** Start Record excerpts **

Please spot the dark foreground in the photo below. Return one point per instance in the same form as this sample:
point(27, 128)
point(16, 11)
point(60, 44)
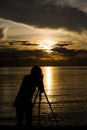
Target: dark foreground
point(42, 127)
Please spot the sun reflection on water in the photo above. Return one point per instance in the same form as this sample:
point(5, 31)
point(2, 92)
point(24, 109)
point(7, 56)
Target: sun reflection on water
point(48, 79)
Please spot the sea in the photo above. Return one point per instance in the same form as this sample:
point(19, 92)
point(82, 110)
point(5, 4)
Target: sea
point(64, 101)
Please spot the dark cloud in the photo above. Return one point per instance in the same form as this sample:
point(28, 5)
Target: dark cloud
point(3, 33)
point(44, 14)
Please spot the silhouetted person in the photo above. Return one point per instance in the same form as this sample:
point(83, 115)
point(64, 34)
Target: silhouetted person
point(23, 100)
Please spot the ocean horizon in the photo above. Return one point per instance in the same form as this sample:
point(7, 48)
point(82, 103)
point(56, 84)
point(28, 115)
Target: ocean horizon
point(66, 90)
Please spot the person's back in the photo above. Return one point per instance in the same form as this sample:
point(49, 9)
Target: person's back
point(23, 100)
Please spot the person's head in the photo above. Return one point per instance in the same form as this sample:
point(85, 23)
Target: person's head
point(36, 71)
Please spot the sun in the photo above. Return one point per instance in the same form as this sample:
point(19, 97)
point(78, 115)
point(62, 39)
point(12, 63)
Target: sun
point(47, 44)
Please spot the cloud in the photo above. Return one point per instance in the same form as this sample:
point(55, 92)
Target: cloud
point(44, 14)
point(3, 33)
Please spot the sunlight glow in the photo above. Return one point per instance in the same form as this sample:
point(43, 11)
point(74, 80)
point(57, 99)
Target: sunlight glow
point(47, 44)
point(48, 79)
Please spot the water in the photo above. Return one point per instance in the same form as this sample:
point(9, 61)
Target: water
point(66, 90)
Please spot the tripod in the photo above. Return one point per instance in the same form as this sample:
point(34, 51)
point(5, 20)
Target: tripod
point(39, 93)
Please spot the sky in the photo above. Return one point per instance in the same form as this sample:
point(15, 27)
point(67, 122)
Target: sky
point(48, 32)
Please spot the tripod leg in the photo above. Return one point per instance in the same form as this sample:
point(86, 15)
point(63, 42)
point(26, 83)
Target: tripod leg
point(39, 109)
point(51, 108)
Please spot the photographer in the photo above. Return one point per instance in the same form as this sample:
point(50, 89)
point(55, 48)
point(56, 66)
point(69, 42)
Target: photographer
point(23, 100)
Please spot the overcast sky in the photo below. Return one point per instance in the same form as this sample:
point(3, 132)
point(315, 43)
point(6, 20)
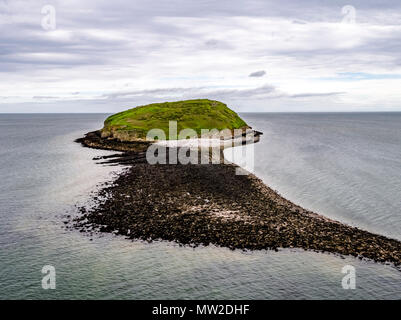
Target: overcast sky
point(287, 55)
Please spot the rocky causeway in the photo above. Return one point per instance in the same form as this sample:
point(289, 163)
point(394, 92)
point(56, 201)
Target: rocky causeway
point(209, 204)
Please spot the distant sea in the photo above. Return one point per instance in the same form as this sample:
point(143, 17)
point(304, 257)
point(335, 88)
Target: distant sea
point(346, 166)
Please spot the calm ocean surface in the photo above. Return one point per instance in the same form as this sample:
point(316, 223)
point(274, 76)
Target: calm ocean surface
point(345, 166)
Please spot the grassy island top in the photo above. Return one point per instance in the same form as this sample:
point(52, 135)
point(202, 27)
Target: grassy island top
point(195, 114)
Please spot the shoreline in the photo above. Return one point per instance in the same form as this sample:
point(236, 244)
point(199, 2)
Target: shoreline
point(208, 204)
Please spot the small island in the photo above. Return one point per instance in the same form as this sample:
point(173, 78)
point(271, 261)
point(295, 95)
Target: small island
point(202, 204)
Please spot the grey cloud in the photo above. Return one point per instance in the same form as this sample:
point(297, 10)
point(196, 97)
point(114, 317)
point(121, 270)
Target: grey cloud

** End Record excerpts **
** Start Record excerpts **

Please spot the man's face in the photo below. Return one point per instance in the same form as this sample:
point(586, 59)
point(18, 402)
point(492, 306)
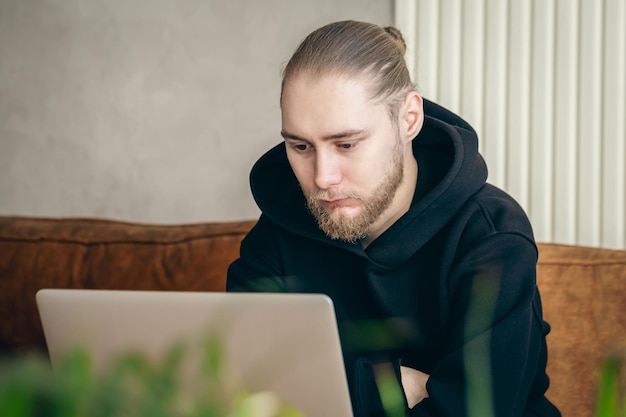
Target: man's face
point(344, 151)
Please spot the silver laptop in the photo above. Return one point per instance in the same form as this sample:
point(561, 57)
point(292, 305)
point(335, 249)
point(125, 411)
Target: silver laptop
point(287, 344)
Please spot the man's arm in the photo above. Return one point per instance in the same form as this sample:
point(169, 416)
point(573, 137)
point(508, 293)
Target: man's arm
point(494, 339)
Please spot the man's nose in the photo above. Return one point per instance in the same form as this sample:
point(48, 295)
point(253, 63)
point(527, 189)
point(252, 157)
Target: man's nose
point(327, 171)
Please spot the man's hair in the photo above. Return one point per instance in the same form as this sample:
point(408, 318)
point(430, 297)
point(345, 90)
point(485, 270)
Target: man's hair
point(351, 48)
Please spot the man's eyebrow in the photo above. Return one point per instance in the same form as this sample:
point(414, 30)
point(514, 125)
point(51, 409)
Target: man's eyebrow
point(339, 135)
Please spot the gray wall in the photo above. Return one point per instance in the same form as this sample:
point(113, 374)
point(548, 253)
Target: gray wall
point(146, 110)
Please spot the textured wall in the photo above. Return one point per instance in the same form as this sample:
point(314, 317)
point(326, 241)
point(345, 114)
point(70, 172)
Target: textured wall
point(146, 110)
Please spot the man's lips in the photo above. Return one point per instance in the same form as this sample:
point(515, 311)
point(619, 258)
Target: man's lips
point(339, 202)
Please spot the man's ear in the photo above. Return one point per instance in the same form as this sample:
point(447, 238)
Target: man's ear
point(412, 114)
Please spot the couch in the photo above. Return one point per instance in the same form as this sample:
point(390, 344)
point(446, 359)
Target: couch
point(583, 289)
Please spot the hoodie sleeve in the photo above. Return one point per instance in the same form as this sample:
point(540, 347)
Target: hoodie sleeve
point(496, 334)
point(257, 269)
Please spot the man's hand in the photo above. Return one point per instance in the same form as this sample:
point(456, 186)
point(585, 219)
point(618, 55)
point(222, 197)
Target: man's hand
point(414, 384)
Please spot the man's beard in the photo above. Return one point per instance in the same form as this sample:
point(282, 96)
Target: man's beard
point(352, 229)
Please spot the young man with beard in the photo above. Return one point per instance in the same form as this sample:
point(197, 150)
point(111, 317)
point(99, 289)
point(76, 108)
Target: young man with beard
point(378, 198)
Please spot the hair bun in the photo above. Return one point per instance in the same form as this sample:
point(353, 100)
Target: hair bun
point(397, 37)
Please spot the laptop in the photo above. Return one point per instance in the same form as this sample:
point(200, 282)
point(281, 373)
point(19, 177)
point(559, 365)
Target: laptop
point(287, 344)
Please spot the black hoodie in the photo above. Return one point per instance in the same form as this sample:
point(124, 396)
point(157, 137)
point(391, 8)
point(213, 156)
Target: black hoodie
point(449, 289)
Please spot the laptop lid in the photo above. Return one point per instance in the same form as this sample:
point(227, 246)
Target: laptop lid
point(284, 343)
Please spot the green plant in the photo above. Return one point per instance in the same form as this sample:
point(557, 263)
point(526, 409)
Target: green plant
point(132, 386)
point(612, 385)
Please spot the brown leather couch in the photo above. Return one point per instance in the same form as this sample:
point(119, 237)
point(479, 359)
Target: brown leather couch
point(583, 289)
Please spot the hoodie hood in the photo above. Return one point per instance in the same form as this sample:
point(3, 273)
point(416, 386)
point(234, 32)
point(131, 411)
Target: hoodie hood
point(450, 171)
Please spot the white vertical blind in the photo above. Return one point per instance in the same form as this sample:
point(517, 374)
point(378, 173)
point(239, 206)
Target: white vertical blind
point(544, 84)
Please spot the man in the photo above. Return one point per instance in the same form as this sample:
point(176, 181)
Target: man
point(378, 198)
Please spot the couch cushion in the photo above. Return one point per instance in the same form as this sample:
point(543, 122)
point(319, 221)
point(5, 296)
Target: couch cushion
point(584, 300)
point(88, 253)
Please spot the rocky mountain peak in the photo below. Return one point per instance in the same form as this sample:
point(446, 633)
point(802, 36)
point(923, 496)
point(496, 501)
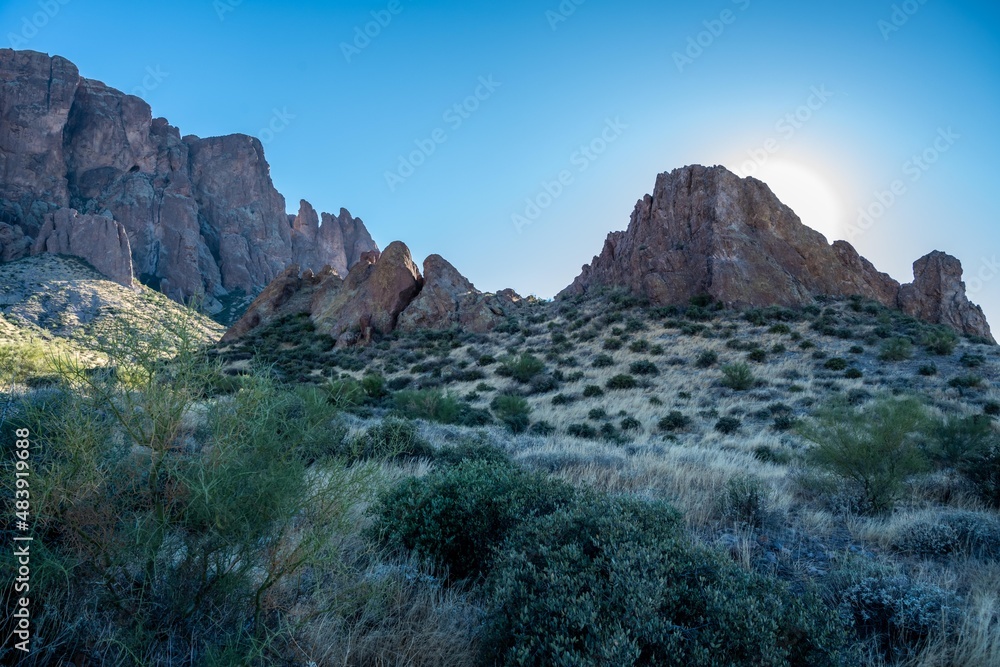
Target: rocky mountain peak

** End Record excerpts **
** Start Record excerpts **

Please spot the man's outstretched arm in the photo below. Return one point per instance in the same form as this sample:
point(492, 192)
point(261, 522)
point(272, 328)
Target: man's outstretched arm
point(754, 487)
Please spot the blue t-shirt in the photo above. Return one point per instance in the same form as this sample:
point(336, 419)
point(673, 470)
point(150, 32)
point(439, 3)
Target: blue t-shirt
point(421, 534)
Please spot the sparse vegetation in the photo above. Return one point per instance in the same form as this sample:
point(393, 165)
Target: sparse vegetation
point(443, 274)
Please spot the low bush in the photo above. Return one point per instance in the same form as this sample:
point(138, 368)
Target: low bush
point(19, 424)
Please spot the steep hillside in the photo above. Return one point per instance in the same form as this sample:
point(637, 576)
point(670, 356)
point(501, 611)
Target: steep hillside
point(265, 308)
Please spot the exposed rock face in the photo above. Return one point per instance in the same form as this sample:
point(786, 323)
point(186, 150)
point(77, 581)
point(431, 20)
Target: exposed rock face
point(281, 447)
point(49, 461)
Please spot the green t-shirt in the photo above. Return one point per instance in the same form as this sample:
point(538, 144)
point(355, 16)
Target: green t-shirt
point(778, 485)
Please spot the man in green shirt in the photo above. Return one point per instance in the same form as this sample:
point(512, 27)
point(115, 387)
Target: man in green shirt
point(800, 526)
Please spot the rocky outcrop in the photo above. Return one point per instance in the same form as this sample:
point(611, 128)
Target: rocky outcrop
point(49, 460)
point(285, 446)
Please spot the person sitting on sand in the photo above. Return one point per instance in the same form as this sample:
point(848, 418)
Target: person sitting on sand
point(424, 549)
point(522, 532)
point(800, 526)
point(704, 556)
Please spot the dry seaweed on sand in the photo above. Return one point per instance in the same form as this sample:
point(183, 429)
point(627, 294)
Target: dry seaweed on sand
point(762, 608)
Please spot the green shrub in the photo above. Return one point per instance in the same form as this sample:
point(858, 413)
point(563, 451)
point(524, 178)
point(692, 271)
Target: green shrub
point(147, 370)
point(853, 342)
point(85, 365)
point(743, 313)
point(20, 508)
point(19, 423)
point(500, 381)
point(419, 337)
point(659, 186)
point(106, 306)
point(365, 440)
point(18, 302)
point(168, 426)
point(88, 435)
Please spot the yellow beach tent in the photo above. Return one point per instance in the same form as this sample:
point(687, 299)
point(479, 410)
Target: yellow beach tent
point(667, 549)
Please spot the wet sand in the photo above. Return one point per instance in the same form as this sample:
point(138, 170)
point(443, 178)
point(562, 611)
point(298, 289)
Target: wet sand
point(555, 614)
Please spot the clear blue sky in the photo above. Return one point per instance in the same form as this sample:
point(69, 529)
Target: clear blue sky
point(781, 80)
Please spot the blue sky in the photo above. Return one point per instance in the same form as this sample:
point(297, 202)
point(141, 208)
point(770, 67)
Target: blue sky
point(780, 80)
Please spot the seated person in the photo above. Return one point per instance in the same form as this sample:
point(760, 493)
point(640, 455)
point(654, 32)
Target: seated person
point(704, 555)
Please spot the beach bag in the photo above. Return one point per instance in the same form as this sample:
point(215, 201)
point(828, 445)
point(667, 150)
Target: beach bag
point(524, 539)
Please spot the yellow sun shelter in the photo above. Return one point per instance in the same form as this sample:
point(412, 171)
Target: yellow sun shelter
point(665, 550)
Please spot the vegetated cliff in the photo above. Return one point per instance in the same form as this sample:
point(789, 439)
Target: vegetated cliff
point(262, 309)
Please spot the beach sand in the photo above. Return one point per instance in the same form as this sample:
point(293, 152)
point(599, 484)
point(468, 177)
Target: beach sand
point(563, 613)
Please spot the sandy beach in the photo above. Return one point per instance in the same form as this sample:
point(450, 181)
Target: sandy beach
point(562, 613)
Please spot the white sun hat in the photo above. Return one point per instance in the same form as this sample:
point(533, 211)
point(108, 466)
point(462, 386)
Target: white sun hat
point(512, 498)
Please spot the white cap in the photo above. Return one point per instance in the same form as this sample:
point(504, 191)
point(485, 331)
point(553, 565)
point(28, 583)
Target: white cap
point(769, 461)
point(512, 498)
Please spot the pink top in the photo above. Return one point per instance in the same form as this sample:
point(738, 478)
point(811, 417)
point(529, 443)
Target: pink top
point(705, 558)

** End Record excerpts **

Description of the task:
Please copy the part of the material above that opens with the line containing "Please spot the couch cushion" and closes with the line containing "Target: rocky mountain peak", keeping both of those lines and leaving the pictures out of your answer.

Finished exercise:
Please spot the couch cushion in the photo above. Return one point per instance in the same form as this sample:
point(543, 122)
point(319, 221)
point(5, 296)
Target: couch cushion
point(584, 300)
point(88, 253)
Please spot the rocky mountain peak in the photo below. Return one point per instance in the same form as this sample:
point(446, 633)
point(802, 36)
point(923, 496)
point(496, 501)
Target: rocky mountain peak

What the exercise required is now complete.